| YOUR OBJECTIVE |
State the number of lines in these records holding "front". Say nothing more.

| INPUT DATA |
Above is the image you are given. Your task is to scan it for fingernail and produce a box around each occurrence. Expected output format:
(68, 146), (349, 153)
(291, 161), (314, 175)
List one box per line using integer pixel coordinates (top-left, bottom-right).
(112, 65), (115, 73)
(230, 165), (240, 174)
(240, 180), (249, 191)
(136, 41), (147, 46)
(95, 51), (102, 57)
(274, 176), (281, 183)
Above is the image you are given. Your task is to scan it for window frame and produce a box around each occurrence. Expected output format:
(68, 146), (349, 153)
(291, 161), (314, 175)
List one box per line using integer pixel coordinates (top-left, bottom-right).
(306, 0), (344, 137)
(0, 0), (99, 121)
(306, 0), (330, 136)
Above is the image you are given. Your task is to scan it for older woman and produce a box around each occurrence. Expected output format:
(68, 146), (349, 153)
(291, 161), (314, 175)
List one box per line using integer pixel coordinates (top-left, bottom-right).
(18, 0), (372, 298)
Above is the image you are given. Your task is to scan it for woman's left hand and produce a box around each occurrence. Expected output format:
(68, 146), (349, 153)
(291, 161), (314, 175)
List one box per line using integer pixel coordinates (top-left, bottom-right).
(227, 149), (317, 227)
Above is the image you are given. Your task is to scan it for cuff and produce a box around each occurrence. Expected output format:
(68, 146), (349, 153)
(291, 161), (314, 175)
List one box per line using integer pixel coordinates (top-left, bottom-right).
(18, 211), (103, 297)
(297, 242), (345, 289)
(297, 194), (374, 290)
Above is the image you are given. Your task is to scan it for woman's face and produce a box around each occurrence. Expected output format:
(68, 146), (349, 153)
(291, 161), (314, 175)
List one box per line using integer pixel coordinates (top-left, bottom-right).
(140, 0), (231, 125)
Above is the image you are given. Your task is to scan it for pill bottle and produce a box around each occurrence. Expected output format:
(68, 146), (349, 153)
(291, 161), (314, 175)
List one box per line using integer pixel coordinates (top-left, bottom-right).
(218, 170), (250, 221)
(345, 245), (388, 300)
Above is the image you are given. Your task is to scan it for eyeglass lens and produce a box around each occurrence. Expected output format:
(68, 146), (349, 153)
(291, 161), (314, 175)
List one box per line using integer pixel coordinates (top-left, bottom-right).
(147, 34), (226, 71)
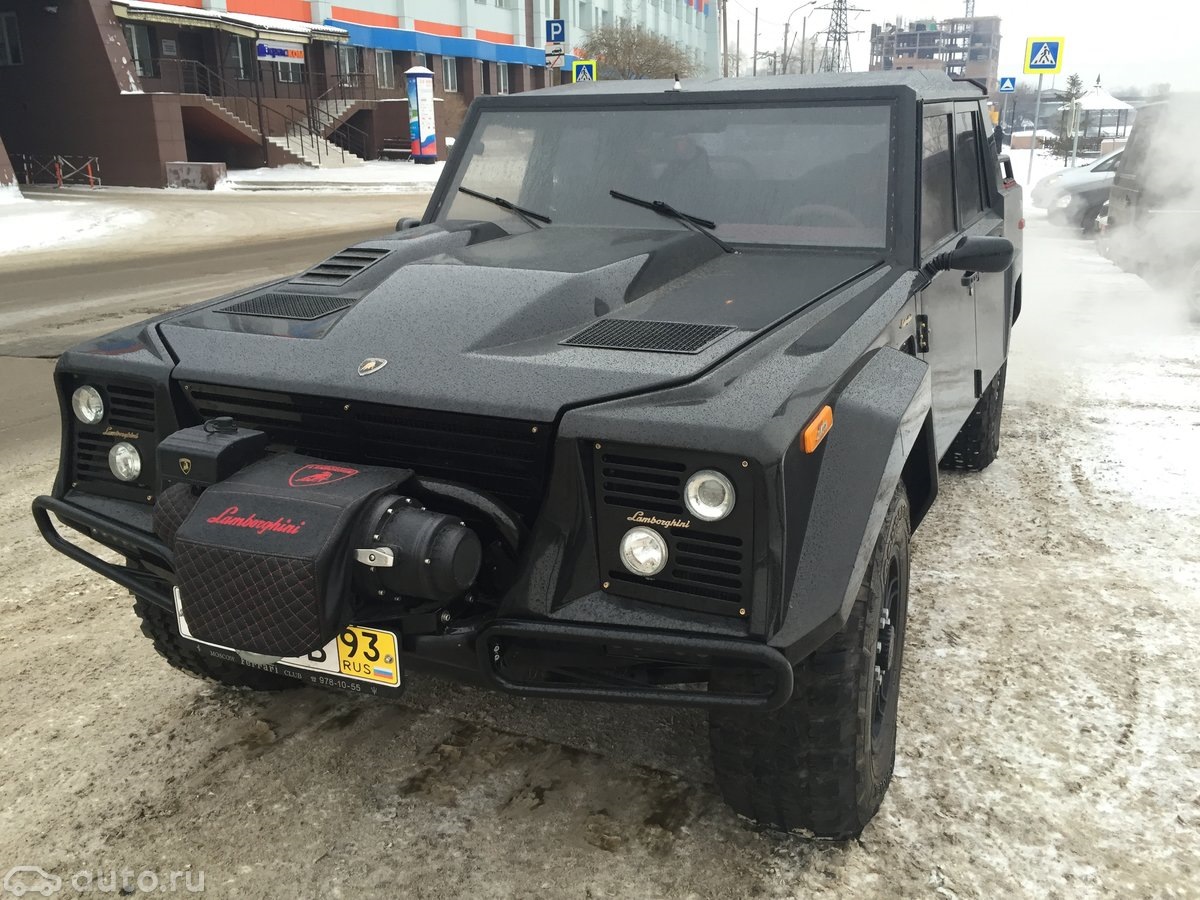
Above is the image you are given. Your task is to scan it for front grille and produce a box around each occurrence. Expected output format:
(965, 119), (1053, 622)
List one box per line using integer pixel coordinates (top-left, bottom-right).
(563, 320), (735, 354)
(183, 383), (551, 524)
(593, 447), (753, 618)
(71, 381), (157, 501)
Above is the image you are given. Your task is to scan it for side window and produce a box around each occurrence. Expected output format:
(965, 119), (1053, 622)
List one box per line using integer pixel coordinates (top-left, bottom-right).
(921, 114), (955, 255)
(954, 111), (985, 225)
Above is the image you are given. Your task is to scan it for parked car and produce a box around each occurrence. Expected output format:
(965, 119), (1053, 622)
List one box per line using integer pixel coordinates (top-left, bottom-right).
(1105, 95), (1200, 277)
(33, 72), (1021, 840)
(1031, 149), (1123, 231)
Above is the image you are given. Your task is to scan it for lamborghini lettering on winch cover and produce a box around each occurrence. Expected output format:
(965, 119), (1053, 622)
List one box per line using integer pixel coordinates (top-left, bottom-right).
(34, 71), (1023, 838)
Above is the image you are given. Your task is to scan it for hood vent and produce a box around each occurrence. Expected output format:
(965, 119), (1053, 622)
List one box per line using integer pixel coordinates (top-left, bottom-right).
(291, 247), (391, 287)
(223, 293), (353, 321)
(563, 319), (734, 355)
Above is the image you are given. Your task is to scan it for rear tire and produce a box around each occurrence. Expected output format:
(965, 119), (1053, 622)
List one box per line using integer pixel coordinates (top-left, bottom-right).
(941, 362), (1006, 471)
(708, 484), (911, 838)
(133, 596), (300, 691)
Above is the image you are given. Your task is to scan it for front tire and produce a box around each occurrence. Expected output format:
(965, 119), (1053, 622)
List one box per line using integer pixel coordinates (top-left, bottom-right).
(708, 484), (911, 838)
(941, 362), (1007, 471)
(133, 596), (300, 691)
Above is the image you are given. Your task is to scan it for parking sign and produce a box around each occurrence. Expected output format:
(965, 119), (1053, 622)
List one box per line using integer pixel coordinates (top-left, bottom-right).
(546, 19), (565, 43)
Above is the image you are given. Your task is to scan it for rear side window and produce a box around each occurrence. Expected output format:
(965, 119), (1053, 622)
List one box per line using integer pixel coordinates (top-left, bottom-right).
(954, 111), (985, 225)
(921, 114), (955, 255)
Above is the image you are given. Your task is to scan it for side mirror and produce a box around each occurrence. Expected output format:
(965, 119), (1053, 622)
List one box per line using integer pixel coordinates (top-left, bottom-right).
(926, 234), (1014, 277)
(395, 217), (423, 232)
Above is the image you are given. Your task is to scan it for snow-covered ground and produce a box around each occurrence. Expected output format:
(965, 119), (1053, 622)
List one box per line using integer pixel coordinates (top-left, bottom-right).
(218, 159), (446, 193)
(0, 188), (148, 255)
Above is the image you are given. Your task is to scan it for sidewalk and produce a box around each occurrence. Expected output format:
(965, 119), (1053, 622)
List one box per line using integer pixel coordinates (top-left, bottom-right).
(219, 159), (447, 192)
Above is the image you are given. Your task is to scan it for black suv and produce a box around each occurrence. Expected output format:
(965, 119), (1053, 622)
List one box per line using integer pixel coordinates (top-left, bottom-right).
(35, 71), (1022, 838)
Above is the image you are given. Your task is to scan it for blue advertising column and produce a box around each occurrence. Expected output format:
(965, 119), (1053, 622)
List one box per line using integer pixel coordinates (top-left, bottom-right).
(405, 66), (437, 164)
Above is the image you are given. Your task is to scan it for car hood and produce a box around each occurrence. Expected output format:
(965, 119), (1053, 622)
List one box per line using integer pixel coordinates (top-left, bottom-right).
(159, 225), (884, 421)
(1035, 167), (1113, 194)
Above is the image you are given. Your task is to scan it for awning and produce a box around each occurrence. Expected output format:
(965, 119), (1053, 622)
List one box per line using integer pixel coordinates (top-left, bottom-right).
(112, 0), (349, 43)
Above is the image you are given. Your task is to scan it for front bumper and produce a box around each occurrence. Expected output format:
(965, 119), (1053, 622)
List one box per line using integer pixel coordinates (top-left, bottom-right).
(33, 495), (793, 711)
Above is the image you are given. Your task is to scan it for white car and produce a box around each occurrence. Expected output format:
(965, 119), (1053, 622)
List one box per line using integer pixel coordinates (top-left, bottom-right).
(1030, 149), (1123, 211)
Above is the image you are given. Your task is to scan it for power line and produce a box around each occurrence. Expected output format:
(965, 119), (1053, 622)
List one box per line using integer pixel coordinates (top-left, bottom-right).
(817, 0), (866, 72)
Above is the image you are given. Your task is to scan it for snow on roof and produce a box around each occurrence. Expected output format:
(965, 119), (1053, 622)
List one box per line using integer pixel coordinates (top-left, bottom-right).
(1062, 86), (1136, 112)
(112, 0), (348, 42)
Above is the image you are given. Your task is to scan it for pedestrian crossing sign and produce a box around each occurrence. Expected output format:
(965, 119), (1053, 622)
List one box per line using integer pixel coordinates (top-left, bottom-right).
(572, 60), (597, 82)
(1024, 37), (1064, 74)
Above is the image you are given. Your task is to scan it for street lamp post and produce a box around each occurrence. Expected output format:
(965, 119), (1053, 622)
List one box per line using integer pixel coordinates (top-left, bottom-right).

| ANSWER BELOW |
3